**What you have to do:** Switch "ceiling fan" to "overhead fan" in the part of the records that opens with the line containing "Using the specimen image, mark the ceiling fan motor" and runs through the end of the records, and give that part again with everything else unchanged. Leave the pictures out of your answer.

**Stored records:**
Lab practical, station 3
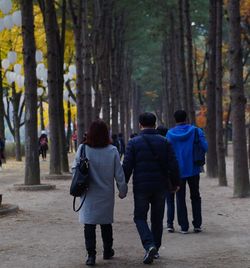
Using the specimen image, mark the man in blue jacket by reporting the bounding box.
[166,110,208,234]
[123,113,180,264]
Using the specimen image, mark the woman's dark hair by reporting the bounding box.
[85,120,111,148]
[139,113,156,127]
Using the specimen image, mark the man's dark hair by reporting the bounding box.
[174,110,187,123]
[139,113,156,127]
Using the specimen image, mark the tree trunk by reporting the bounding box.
[183,0,195,124]
[228,0,250,197]
[82,0,92,130]
[11,83,22,161]
[178,0,189,114]
[0,50,5,141]
[67,101,73,152]
[98,0,112,126]
[54,0,69,172]
[216,0,227,186]
[45,0,61,174]
[206,0,218,178]
[21,0,40,185]
[39,96,45,130]
[69,0,85,145]
[111,16,119,134]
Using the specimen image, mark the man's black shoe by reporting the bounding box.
[86,255,95,266]
[103,248,115,260]
[143,247,157,264]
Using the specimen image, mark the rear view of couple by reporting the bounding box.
[72,110,207,265]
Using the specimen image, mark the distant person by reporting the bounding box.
[118,133,125,158]
[167,110,208,234]
[39,130,49,161]
[123,113,179,264]
[71,129,77,152]
[111,134,120,154]
[0,136,5,171]
[129,133,138,139]
[72,120,127,265]
[156,125,168,137]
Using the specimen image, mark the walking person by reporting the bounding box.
[123,113,179,264]
[118,133,125,158]
[167,110,208,234]
[39,130,49,161]
[72,120,127,265]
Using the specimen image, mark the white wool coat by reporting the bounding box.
[72,145,128,224]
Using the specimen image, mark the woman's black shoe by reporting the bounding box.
[86,255,95,266]
[103,248,115,260]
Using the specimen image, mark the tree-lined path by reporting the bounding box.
[0,155,250,268]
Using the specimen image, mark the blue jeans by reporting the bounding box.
[134,189,165,250]
[176,175,202,231]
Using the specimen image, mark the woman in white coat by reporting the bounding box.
[72,120,127,265]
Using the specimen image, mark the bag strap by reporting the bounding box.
[73,193,87,212]
[194,127,200,144]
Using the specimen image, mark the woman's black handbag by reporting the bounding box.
[193,128,206,167]
[70,144,89,212]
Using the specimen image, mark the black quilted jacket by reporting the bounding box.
[123,129,180,192]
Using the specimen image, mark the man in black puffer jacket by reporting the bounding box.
[123,113,179,264]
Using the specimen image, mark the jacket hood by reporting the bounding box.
[167,124,195,141]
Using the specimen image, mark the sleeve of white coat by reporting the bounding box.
[114,149,128,195]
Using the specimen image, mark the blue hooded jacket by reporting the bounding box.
[166,124,208,179]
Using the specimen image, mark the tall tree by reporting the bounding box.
[183,0,195,124]
[206,0,218,178]
[0,54,5,139]
[215,0,227,186]
[178,0,190,112]
[82,0,92,130]
[228,0,250,197]
[68,0,86,144]
[21,0,40,185]
[39,0,61,174]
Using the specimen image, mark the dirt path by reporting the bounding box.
[0,156,250,268]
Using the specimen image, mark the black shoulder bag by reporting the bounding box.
[70,144,89,212]
[193,128,206,167]
[142,135,176,192]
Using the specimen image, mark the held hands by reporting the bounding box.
[118,193,126,199]
[174,186,180,193]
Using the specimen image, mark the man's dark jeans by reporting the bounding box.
[134,191,165,250]
[84,224,113,255]
[176,175,202,231]
[166,192,175,228]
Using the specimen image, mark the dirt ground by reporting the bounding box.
[0,155,250,268]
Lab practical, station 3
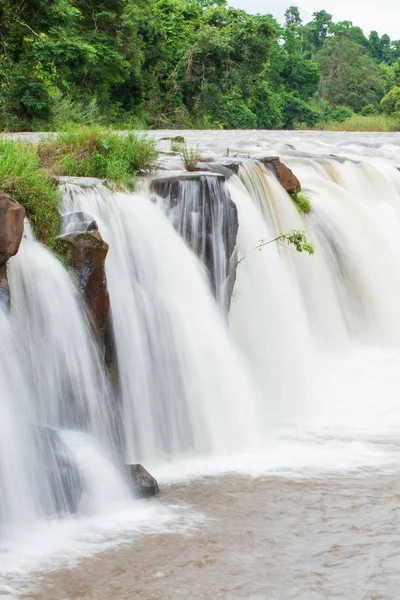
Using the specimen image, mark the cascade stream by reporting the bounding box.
[0,132,400,591]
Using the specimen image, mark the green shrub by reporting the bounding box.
[38,126,158,187]
[180,144,200,171]
[289,190,312,215]
[51,92,101,131]
[381,86,400,114]
[0,140,59,249]
[360,104,378,117]
[316,114,400,131]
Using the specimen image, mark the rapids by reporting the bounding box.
[0,131,400,600]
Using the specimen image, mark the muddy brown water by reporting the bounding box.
[15,472,400,600]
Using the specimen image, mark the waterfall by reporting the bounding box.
[64,185,262,462]
[152,173,238,313]
[0,132,400,576]
[278,158,400,346]
[0,236,129,529]
[228,173,317,418]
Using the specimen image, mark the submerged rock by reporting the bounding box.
[59,226,110,337]
[260,156,301,192]
[0,193,25,266]
[34,425,85,514]
[0,265,10,310]
[125,465,160,498]
[61,211,99,233]
[151,172,239,312]
[0,193,25,308]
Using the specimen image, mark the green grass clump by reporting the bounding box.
[289,190,312,215]
[38,126,158,187]
[0,140,59,250]
[296,114,400,132]
[180,144,200,171]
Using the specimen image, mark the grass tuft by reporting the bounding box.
[296,114,400,132]
[0,140,59,250]
[180,144,200,171]
[289,190,312,215]
[38,126,158,188]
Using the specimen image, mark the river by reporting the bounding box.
[0,131,400,600]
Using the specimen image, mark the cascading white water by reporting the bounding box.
[0,236,133,531]
[152,173,237,313]
[0,132,400,584]
[64,185,260,461]
[228,176,316,424]
[278,158,400,346]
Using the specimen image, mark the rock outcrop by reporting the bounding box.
[33,425,84,515]
[0,193,25,307]
[260,156,301,192]
[125,465,160,498]
[59,227,110,339]
[151,172,239,311]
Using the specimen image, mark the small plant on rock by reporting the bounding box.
[256,229,315,255]
[289,190,312,215]
[180,144,200,171]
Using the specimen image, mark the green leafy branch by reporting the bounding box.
[255,229,315,255]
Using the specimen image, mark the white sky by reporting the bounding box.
[228,0,400,40]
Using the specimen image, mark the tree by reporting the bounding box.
[381,86,400,115]
[285,6,302,29]
[304,10,332,55]
[315,37,384,111]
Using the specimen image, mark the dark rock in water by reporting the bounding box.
[61,211,99,233]
[52,175,107,189]
[211,161,240,179]
[151,172,239,312]
[0,265,10,310]
[34,425,85,514]
[0,193,25,310]
[171,135,185,144]
[0,193,25,266]
[259,156,301,192]
[59,230,110,338]
[125,465,160,498]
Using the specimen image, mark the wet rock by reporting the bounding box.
[0,193,25,310]
[125,465,160,498]
[211,161,240,179]
[151,172,238,312]
[0,193,25,266]
[260,156,301,192]
[33,425,84,514]
[0,265,10,310]
[52,175,107,189]
[59,230,110,338]
[61,211,99,233]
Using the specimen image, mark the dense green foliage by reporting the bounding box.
[0,126,157,254]
[0,140,59,249]
[289,190,312,215]
[0,0,400,130]
[38,126,158,187]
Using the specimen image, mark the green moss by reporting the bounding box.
[38,126,158,188]
[289,190,312,215]
[0,140,59,250]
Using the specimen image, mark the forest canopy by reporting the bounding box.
[0,0,400,131]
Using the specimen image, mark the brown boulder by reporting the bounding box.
[0,193,25,266]
[59,230,110,334]
[125,465,160,498]
[261,156,301,192]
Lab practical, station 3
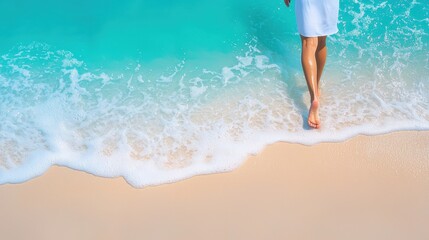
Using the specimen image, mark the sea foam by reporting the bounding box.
[0,1,429,187]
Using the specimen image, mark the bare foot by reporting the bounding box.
[308,100,320,128]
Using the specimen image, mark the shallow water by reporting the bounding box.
[0,0,429,187]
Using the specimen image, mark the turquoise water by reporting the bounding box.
[0,0,429,187]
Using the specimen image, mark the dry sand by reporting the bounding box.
[0,132,429,240]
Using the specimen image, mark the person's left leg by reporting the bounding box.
[301,36,320,128]
[316,36,328,97]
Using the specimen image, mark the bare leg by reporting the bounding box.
[316,36,328,97]
[301,36,320,128]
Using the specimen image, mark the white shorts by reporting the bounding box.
[295,0,340,37]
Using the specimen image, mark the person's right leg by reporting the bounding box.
[301,36,320,128]
[316,36,328,97]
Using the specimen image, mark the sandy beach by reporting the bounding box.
[0,131,429,240]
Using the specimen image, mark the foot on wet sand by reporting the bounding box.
[308,100,320,128]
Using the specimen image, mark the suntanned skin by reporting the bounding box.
[284,0,328,128]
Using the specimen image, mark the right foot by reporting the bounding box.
[308,100,320,128]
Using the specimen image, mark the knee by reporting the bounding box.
[317,36,326,49]
[301,37,319,50]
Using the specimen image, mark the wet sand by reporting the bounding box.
[0,131,429,240]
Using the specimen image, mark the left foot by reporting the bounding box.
[308,100,320,129]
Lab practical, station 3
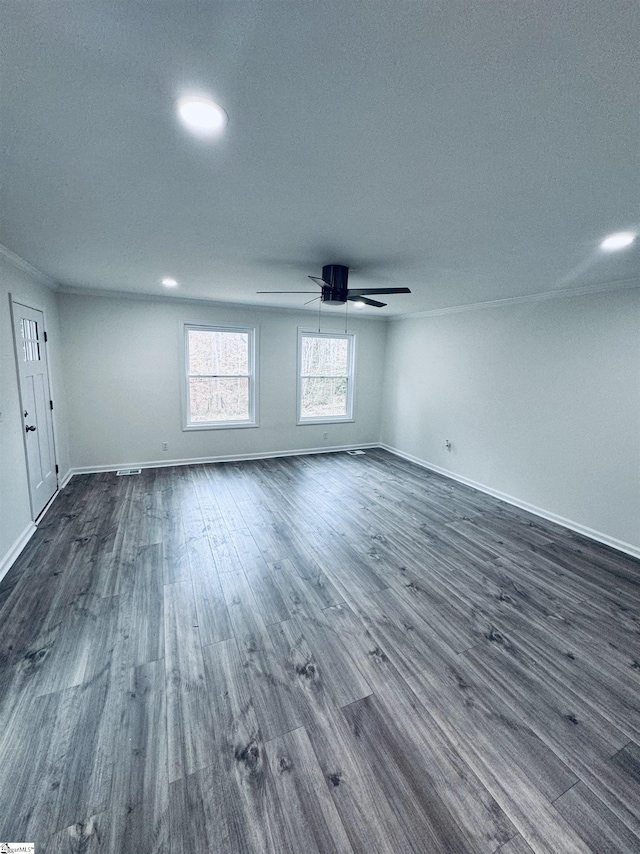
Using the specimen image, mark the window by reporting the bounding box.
[185,324,258,430]
[298,330,355,424]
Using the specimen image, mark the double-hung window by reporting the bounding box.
[298,329,355,424]
[185,324,258,430]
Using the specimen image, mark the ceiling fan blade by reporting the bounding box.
[349,288,411,296]
[347,294,386,308]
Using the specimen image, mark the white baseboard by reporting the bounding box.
[65,442,380,483]
[378,442,640,558]
[0,522,38,581]
[58,469,74,489]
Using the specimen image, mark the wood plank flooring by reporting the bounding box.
[0,450,640,854]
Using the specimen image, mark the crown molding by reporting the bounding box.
[388,276,640,323]
[0,243,60,291]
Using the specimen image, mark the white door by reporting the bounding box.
[12,302,58,519]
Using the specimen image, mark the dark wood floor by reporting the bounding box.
[0,451,640,854]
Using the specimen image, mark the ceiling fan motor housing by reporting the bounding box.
[322,264,349,303]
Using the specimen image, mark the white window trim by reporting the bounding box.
[182,322,259,432]
[296,327,356,427]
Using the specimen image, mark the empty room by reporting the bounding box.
[0,0,640,854]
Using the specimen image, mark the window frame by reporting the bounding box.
[296,327,357,427]
[182,322,259,431]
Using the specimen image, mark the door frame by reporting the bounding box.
[8,293,60,522]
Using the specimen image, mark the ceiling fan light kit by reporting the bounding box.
[258,264,411,308]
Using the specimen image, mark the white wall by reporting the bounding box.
[0,252,69,576]
[60,293,386,468]
[382,289,640,550]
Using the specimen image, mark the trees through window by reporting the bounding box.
[298,330,354,424]
[185,325,256,428]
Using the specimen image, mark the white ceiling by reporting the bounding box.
[0,0,640,316]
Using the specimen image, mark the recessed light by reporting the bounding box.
[600,231,636,252]
[178,95,229,137]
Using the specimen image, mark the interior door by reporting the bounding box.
[12,302,58,519]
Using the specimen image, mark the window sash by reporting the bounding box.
[297,329,356,424]
[183,323,258,430]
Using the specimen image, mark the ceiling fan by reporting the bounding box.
[258,264,411,308]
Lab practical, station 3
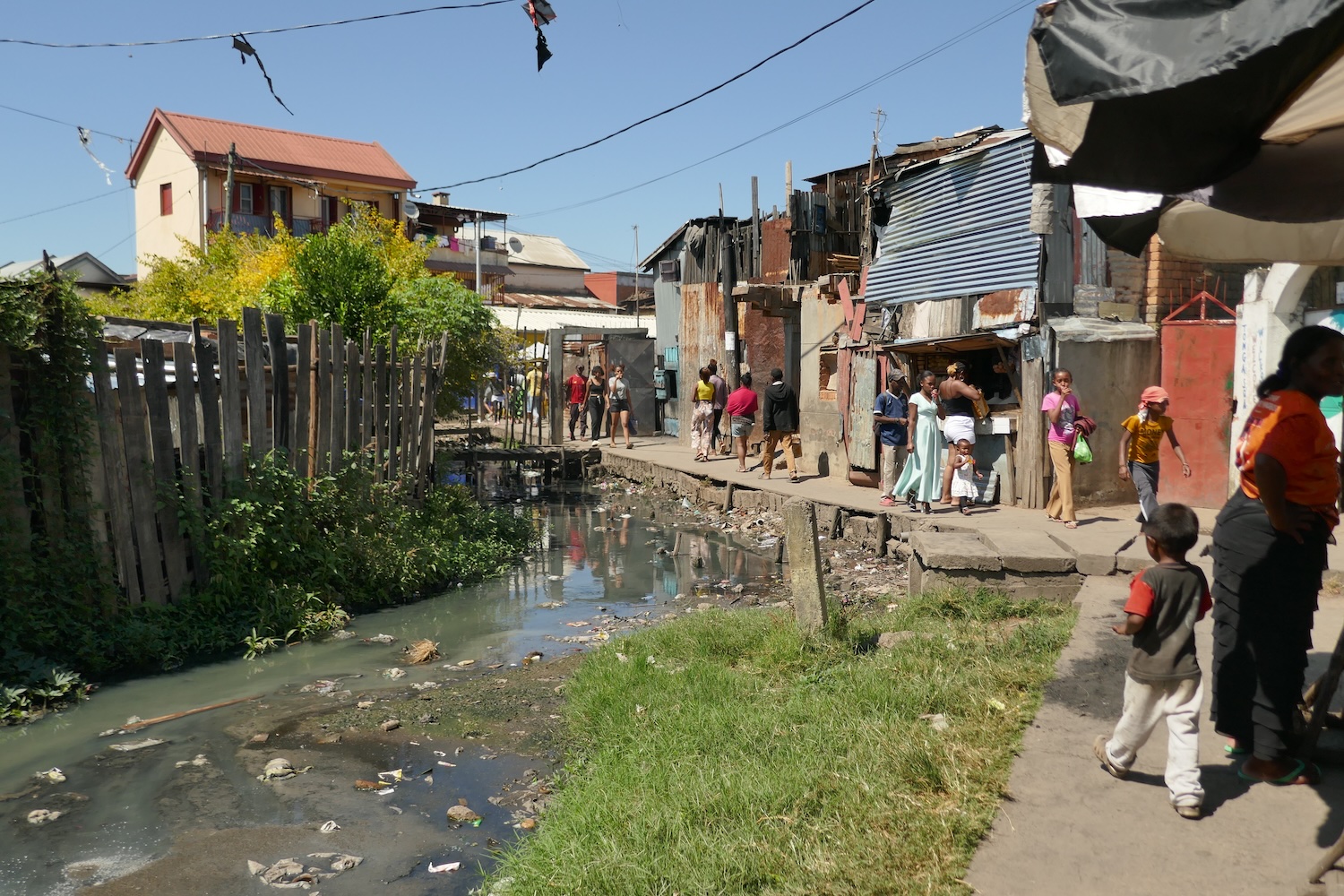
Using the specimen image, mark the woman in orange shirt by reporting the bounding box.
[1211,326,1344,785]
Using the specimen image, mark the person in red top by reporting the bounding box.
[564,364,588,442]
[711,374,760,473]
[1210,326,1344,785]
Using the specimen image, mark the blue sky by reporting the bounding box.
[0,0,1032,271]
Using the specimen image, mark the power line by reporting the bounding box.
[425,0,878,191]
[0,103,136,143]
[0,186,131,224]
[0,0,515,49]
[511,0,1038,220]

**Written answer:**
Using the specimen image, mark the overhead fan motor housing by reporting the bounding box.
[322,264,349,303]
Using the specimen image, mark the white window trim by reporting the bounding box.
[182,322,259,432]
[296,327,356,427]
Using the specimen image, mark the empty room by reporting the bounding box.
[0,0,640,854]
Using the specimen image, mark the window frame by reporting the bounding box.
[296,327,357,427]
[182,322,259,431]
Using the specimen image, mark the door frame by reporting the bounding box.
[8,293,60,522]
Using the specimen image, mark the overhead fan light kit by reporting the bounding box.
[258,264,411,308]
Using the specimen image, mark the white wall by reporting the bounding box.
[0,252,69,576]
[60,293,386,468]
[382,289,640,550]
Using the specimen image, mark the trees through window by reporting the bounding box.
[298,330,354,424]
[185,325,256,428]
Using the specimen image, mark the white ceiling by reporting the bounding box.
[0,0,640,316]
Using the specimen image, mark the recessed light by reporting the bounding box.
[600,231,636,252]
[178,95,229,137]
Using the specimen image, mark the interior door by reporting the bounding box.
[12,302,58,519]
Using the specimen image, mark the window sash by reporting the bounding box.
[297,329,356,424]
[183,323,258,430]
Using the specimen image, mark the overhead fan by reporting the bounding box.
[258,264,411,308]
Lab practical, station 3
Using the specimen image, mark the woman in orange shirt by reporting the bounding box.
[1211,326,1344,785]
Using the specimen image, mark the person in red top by reporting the bounding box.
[564,364,588,442]
[711,374,760,473]
[1210,326,1344,785]
Using the specimen image, mark the blue sky by reporting the bounding box.
[0,0,1032,271]
Using the specimen image, mark the power line by reporting the bounding box.
[425,0,878,191]
[0,103,136,143]
[0,186,131,224]
[0,0,515,49]
[511,0,1038,220]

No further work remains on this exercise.